● Exercise directions:
Return each line of the listing below unchanged, with nothing added or left out.

= = = = =

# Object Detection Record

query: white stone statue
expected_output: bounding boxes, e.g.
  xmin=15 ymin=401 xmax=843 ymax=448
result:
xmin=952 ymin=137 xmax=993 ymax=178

= = = = =

● Finished answer:
# Object Detection Record

query: white stone statue
expected_output: bounding boxes, e.g.
  xmin=15 ymin=401 xmax=843 ymax=448
result:
xmin=952 ymin=137 xmax=993 ymax=178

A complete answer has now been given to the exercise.